### WHAT TO WORK ON
Starting at the row that contains "Identify the motorcycle exhaust" and ending at the last row below, copy those rows again with the requests and their sample formats unchanged, multiplying each pin coordinate in the answers by 0.2 and rounding to a whole number (halves round up). Leave the pictures out.

☆ ☆ ☆

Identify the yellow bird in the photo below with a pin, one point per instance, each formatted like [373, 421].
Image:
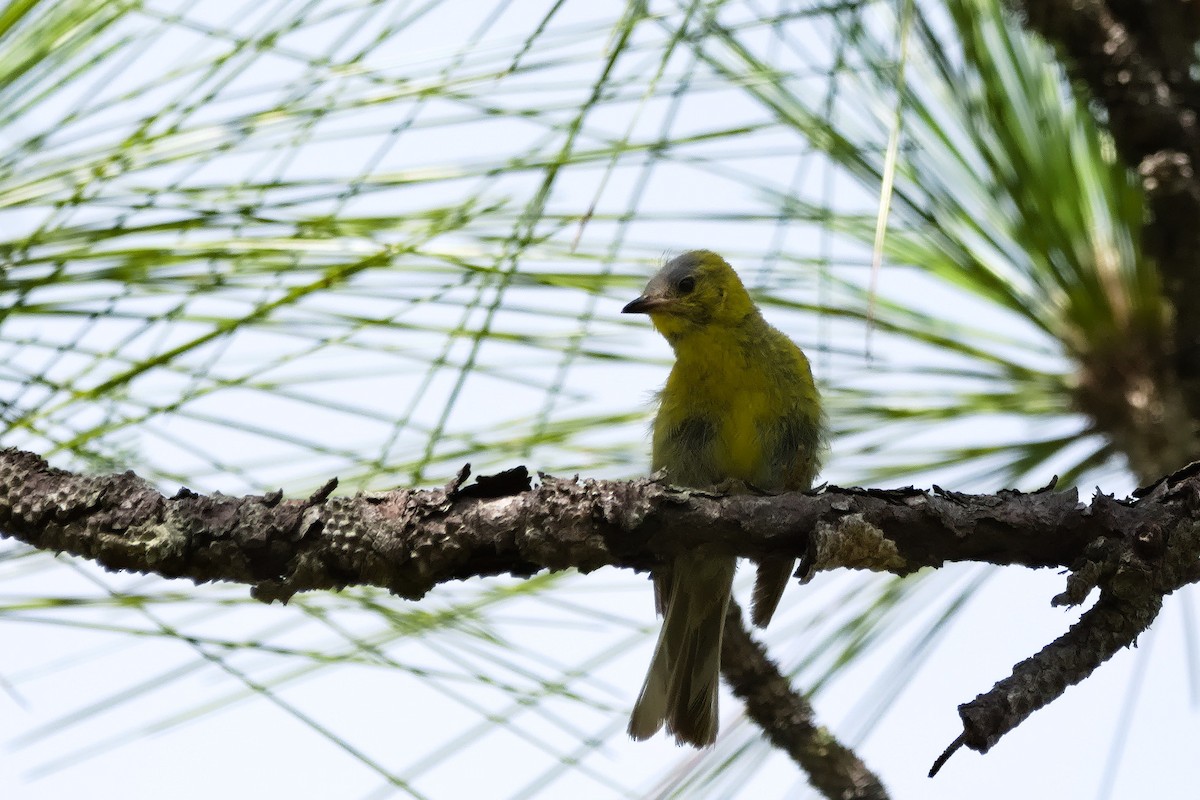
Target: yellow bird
[739, 405]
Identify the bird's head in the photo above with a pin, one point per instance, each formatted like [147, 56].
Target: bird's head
[694, 292]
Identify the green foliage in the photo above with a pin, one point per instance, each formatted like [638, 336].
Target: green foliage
[243, 248]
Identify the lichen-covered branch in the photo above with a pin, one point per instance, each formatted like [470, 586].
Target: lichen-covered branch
[1135, 551]
[787, 717]
[1138, 60]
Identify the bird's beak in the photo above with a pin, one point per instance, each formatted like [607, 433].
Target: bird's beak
[647, 304]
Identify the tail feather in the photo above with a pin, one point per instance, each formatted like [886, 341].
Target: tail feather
[768, 589]
[682, 685]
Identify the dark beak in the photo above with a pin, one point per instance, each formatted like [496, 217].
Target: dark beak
[645, 305]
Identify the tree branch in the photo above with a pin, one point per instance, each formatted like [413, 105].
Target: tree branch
[1135, 551]
[1138, 60]
[787, 717]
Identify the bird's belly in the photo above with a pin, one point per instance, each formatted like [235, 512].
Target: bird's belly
[739, 447]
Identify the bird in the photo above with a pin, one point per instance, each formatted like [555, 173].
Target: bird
[739, 409]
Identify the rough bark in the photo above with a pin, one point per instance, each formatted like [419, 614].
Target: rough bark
[1135, 551]
[1138, 59]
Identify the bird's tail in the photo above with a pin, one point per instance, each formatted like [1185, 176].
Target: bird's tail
[768, 589]
[682, 684]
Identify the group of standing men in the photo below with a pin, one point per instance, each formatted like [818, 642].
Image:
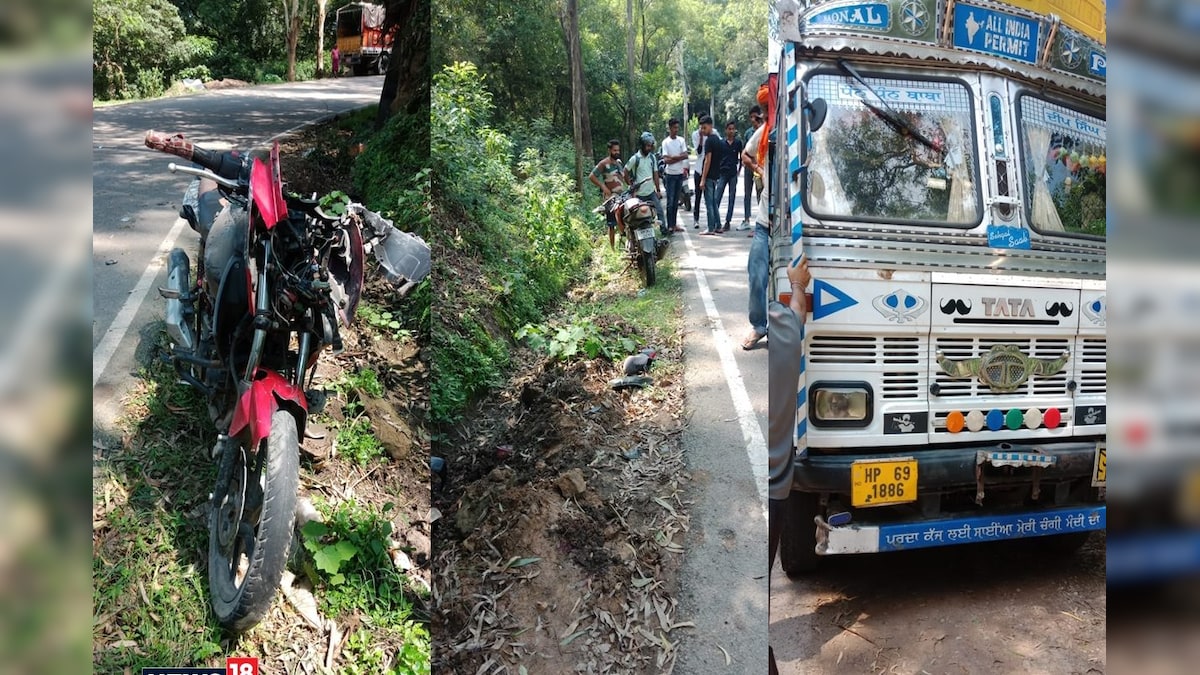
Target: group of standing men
[718, 163]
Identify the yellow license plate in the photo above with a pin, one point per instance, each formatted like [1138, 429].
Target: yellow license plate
[882, 482]
[1101, 470]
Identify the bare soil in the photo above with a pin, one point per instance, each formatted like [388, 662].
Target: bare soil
[561, 520]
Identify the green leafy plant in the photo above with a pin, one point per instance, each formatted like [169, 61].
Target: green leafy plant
[358, 442]
[383, 321]
[581, 336]
[335, 203]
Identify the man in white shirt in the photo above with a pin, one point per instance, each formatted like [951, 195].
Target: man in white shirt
[675, 156]
[695, 178]
[759, 262]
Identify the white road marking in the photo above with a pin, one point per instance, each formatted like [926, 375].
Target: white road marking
[120, 326]
[756, 446]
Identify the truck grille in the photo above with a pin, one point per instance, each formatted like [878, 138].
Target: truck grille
[899, 358]
[972, 347]
[1091, 363]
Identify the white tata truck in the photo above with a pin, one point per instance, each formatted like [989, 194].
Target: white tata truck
[942, 166]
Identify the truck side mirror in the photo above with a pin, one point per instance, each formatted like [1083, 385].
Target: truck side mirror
[816, 109]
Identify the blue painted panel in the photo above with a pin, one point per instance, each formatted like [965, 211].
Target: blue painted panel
[990, 527]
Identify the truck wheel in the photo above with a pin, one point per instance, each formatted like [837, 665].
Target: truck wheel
[798, 537]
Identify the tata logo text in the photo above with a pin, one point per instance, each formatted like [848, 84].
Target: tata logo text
[1007, 306]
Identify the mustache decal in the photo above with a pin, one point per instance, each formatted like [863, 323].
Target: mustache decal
[1056, 309]
[952, 305]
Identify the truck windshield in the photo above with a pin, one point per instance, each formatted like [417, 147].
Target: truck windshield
[864, 167]
[1065, 167]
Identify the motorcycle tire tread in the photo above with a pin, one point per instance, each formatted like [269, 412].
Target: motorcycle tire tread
[275, 530]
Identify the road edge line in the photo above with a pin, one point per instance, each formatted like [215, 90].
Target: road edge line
[107, 347]
[751, 434]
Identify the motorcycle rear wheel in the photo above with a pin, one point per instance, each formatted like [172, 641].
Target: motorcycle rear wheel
[251, 524]
[651, 267]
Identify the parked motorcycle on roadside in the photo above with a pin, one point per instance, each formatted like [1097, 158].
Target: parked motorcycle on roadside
[637, 223]
[275, 276]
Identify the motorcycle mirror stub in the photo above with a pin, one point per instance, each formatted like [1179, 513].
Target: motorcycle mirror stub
[405, 256]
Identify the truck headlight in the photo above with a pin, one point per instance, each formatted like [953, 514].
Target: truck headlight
[841, 404]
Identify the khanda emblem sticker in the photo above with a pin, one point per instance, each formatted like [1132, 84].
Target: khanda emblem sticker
[1003, 368]
[1097, 310]
[900, 306]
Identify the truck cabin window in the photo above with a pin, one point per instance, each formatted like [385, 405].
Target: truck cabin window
[893, 150]
[1065, 166]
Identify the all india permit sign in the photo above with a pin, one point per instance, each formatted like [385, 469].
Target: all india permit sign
[999, 34]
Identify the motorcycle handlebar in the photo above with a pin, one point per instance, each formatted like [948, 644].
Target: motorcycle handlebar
[226, 165]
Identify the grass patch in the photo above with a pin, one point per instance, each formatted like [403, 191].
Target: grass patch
[352, 566]
[150, 550]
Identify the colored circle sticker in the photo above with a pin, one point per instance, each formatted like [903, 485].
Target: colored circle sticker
[1053, 418]
[975, 420]
[954, 422]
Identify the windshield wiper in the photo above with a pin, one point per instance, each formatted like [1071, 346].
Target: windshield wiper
[887, 113]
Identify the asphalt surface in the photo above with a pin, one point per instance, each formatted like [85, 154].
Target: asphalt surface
[724, 577]
[136, 201]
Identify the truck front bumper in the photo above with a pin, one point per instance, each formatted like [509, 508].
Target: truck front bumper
[942, 532]
[940, 470]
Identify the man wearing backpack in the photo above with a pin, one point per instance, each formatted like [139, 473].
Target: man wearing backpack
[643, 165]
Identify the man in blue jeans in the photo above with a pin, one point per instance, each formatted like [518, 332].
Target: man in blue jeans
[675, 159]
[713, 148]
[729, 177]
[748, 175]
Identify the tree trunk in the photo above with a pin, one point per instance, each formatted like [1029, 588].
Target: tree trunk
[292, 19]
[321, 39]
[569, 18]
[630, 135]
[406, 85]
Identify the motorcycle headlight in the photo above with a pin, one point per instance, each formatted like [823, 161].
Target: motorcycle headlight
[841, 404]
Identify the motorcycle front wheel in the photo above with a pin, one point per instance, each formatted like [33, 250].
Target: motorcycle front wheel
[251, 523]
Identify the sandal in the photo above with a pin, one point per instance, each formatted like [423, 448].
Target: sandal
[751, 340]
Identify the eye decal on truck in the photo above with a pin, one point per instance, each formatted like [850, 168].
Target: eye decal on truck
[900, 306]
[1097, 310]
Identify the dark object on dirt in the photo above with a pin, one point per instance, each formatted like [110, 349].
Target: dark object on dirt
[640, 362]
[390, 428]
[316, 399]
[571, 483]
[531, 394]
[634, 382]
[798, 542]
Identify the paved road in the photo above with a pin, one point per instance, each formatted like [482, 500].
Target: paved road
[136, 199]
[724, 573]
[1003, 607]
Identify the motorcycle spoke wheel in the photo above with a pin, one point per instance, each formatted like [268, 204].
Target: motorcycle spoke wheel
[251, 525]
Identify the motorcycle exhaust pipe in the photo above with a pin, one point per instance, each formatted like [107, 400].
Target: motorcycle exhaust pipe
[178, 286]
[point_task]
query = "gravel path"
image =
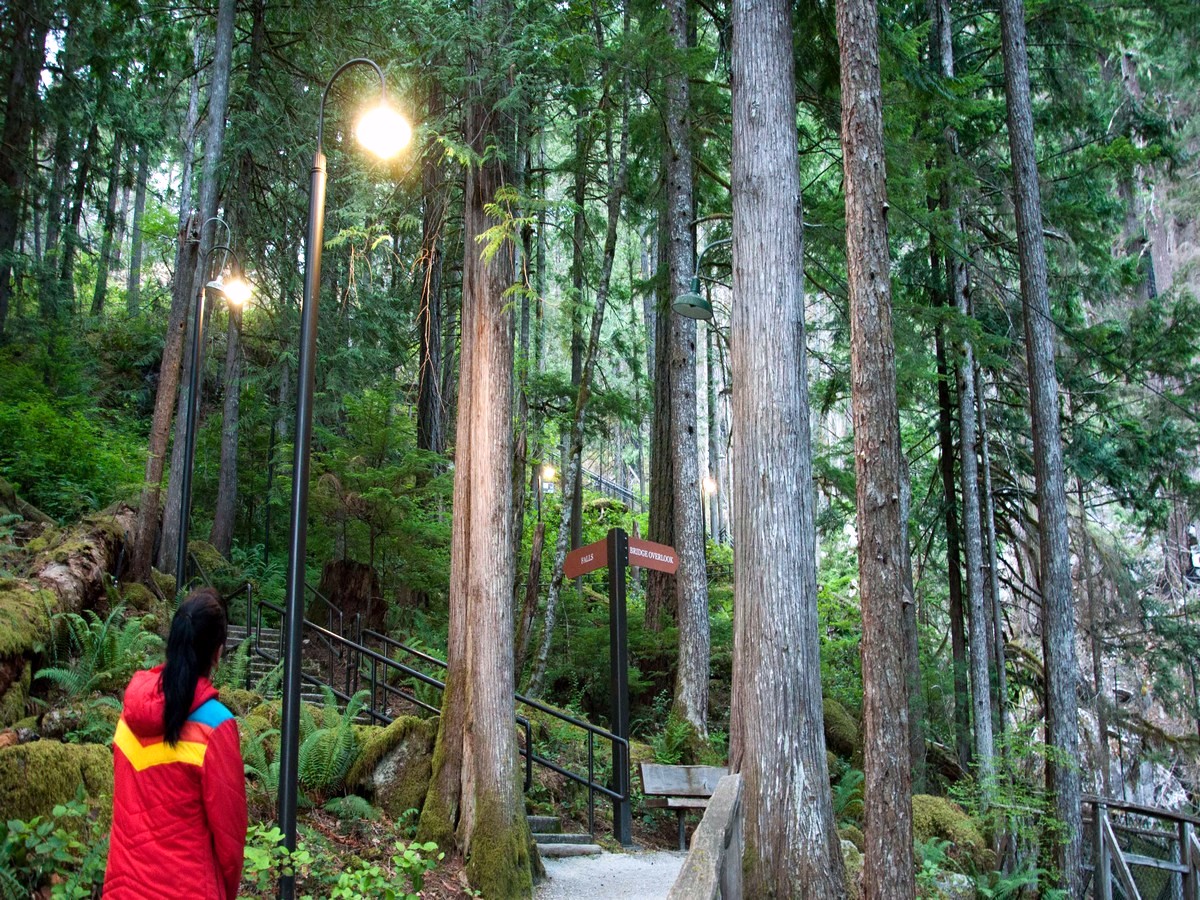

☆ ☆ ☆

### WRITTEN ANSWER
Identify the motorcycle exhaust pipe in the photo above with a pin, one point per instance, each formatted like [107, 400].
Target: motorcycle exhaust pipe
[36, 57]
[point_task]
query = "gravel path"
image =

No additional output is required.